* **Given request 1**
Retype the listing verbatim, starting at the line containing "Guideline: for each instance of the black skirt, put" and ending with its final line, both included.

─── Selected excerpt

I thought you might be interested in this article on Gov Palin’s Jacksonian foreign policy and the link to her facebook post.

http://conservatives4palin.com/2011/08/governor-palin-and-the-return-of-jacksonian-foreign-policy.html

IMHO, the Gov is doing a masterful job of backpedaling from being the first to advocate imposing a No Fly zone. Someone, perhaps you, must have explained what was involved in destroying a country’s air defenses so that our aircraft can operate safely. I would be pleased if any of the candidates aside from Ron Paul would ask why we have reneged on the peace settlement negotiated with Gadaffy after the capture of Saddam inspired him to surrender his WMD. Everyone seems to be focusing on their outrage about the Lockerbie bomber being released. None seem to remember that it was Obama rather than Bush who signed off on that.

On another note, FOX News reports that Gadaffy had a large photo album devoted to Condi Rice who negotiated the peace with him. One cannot fault him for taste. I suspect that no world leader will develop a similar infatuation with Hillary.

Jim Crawford

Palin has indeed made a clear statements of principle. In general I tend to agree with her, but with reservations. There are times when it is necessary to use force without exerting the power of the Republic. In the long forgotten past we dealt with that sort of thing by having a Department of War and a Department of the Navy. Navy was junior to War. By custom Navy including the Marines belonged to the President, and he could do pretty well what he thought was needed; but if he wanted to involve the Army, which was the Department of War, he had to go to Congress. We managed pretty well on that principle for a long time.

──────

* **Given request 2**
Extend the discussion of Governor Palin's foreign policy, beginning immediately after its last sentence.

─── Records provided

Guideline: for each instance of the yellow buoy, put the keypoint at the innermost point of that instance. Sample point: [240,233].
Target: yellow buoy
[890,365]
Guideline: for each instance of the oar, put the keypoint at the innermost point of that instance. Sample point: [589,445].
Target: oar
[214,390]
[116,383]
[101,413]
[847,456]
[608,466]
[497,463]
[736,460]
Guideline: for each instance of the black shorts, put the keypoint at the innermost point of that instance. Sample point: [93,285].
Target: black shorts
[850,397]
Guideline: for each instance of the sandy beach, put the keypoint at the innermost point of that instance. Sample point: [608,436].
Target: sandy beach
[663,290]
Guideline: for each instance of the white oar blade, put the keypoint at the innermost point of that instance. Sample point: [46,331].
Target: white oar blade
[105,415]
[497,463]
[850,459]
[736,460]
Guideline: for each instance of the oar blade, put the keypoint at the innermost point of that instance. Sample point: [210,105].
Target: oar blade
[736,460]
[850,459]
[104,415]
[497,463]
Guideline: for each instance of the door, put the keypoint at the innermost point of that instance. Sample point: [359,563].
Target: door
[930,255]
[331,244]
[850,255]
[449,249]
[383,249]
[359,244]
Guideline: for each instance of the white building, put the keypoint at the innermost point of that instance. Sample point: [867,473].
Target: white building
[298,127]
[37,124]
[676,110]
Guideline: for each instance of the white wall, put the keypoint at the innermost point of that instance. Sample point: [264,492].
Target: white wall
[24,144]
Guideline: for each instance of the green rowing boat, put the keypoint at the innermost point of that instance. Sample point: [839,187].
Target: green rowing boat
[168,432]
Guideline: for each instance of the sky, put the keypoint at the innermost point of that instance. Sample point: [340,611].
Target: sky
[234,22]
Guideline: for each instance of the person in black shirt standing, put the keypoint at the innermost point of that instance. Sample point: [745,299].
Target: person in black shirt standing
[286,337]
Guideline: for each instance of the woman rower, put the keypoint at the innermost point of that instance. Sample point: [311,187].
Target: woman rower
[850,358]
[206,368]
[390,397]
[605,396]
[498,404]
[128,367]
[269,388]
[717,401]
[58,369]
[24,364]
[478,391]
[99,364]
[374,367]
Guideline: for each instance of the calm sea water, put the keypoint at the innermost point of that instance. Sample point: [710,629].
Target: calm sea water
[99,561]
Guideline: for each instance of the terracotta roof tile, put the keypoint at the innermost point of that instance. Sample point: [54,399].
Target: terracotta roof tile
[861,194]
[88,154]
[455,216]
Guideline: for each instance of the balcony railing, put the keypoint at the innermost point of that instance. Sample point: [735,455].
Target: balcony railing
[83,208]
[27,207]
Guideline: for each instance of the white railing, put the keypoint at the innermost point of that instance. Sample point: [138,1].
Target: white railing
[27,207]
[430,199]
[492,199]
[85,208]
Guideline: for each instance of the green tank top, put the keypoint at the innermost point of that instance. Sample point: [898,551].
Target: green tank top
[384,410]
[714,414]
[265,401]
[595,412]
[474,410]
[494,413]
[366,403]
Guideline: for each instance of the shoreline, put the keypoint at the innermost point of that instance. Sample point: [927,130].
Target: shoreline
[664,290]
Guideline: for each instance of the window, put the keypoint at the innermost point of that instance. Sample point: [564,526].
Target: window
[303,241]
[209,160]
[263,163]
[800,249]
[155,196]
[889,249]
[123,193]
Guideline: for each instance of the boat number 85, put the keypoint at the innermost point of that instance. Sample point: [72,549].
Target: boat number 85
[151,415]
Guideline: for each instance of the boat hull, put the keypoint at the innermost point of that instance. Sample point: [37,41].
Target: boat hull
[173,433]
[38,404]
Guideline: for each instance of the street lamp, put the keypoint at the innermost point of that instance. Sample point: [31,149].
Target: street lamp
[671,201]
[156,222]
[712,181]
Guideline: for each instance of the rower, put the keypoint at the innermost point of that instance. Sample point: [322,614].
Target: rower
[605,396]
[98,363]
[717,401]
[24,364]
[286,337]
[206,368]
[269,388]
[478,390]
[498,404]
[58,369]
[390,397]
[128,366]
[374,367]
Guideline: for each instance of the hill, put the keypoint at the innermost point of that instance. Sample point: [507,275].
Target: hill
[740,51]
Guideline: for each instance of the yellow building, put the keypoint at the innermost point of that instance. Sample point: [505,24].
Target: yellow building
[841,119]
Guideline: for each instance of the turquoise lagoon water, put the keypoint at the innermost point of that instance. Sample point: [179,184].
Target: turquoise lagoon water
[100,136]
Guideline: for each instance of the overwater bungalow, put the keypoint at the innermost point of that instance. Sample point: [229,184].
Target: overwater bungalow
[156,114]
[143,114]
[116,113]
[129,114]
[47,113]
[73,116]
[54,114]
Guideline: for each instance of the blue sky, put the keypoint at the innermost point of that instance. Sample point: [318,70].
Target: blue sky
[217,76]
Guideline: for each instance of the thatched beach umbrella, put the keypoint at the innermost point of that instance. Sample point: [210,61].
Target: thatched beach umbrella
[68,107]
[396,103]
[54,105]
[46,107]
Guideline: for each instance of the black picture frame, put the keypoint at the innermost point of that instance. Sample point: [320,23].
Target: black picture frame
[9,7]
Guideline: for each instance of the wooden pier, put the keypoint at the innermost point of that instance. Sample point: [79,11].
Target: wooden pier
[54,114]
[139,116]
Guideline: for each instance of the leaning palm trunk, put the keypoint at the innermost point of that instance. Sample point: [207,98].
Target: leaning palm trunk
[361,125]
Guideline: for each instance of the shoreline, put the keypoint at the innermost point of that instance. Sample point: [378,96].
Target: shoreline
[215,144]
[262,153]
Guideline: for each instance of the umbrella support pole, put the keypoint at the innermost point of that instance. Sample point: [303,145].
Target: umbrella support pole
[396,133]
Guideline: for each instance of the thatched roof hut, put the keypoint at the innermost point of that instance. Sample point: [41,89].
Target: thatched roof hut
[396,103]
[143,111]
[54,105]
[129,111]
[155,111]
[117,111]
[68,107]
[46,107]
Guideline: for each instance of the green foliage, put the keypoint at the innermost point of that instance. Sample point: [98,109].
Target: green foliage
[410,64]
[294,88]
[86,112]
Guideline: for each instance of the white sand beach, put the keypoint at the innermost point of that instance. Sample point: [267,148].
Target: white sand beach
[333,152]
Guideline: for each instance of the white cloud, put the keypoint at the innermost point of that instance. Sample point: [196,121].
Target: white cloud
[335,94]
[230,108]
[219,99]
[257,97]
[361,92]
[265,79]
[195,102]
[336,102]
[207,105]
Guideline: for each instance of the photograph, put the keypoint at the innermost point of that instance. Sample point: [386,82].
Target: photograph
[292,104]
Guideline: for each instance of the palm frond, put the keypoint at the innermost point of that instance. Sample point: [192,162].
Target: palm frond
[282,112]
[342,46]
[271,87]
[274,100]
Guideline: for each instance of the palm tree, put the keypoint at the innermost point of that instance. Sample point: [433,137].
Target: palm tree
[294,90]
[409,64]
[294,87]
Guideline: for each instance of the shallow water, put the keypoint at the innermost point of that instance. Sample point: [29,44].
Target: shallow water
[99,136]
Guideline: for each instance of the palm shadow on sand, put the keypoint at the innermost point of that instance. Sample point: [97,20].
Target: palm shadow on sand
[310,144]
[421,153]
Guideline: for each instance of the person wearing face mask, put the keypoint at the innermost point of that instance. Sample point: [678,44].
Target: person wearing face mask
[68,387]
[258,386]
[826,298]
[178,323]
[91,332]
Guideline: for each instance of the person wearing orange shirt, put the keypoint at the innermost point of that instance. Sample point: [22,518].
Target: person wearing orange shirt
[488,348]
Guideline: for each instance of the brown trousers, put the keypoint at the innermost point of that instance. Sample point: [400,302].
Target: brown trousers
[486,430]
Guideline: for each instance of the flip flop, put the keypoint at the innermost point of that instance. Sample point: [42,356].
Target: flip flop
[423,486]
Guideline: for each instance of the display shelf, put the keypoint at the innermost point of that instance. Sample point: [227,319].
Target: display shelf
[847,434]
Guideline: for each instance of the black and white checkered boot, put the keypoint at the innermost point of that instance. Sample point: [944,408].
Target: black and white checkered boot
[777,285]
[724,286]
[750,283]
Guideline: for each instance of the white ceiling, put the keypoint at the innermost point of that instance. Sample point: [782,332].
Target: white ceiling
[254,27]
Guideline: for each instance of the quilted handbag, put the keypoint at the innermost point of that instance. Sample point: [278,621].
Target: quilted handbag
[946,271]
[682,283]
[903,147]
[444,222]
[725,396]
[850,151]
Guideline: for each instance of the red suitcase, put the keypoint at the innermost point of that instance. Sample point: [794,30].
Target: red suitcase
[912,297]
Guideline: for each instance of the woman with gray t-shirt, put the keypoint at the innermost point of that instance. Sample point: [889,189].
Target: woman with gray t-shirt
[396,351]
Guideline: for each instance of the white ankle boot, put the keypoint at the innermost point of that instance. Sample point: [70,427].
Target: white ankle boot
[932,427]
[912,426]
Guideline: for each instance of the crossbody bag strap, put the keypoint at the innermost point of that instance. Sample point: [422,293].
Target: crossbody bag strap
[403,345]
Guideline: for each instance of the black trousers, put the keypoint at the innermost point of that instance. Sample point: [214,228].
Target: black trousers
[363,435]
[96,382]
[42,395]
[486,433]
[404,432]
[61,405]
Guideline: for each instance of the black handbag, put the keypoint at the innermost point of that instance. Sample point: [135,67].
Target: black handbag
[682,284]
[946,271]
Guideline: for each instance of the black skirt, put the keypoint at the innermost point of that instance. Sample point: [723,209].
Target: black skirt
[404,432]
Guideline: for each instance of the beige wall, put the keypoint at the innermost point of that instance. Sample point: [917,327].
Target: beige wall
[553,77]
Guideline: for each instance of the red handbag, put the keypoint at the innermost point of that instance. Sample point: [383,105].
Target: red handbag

──────

* **Task answer 1**
Guideline: for each instance of the black skirt, put the keypoint at the innermost point of that instance. Sample point: [723,209].
Target: black skirt
[404,432]
Guideline: for each instance of the beige wall, put the keypoint at the innermost point of that instance. Sample point: [917,327].
Target: beige wall
[553,77]
Guideline: for each instance of the red handbag, put the keypoint at the innermost point of that instance. Sample point: [383,105].
Target: red handbag

* **Task answer 2**
I am neither isolationist nor interventionist, but I do agree that sending in the troops in matters of less than vital interest needs careful consideration, and all these things require more cost/benefit analysis than we seem to be giving. The problem is Viet Nam: we were right to go there, and as Reagan observed it was a noble thing to do, defending the liberty of the South; after the South fell came reeducation camps and other recriminations. That is all fading now. But of course there was a hard to explain US interest. If containment was to work the USSR had to be contained. Viet Nam was a long way from the USSR, expensive to supply, and easier for us logistically. It became a long war of attrition and it did a lot to drain the Soviets (Afghanistan did a lot more). As a Campaign of Attrition in the Seventy Years War it was in fact a success, but a damned expensive one – wars of attrition always are. And we did win it. By 1972 North Viet Nam could send 150,000 troops south, and despite surprise they were utterly defeated. More than 100,000 troops lost, two armored divisions lost, fleets of trucks lost; all at a cost of a few hundred American casualties. The Army of the Republic of Viet Nam held fast under that hammer, and with US support won a big victory. That was all thrown away in 1975 when the Congress voted to support South Viet Nam with 20 cartridges and 2 hand grenades per troop, and forbade US air support, so we saw the pictures of helicopters pushed into the sea and the shameful flight from Saigon; had the US provided the support in 1975 that we provided in 1972 the outcome would have been different. Note that in both 1972 and 1975 the wars were the result of an invasion from the north, not Viet Cong insurgents.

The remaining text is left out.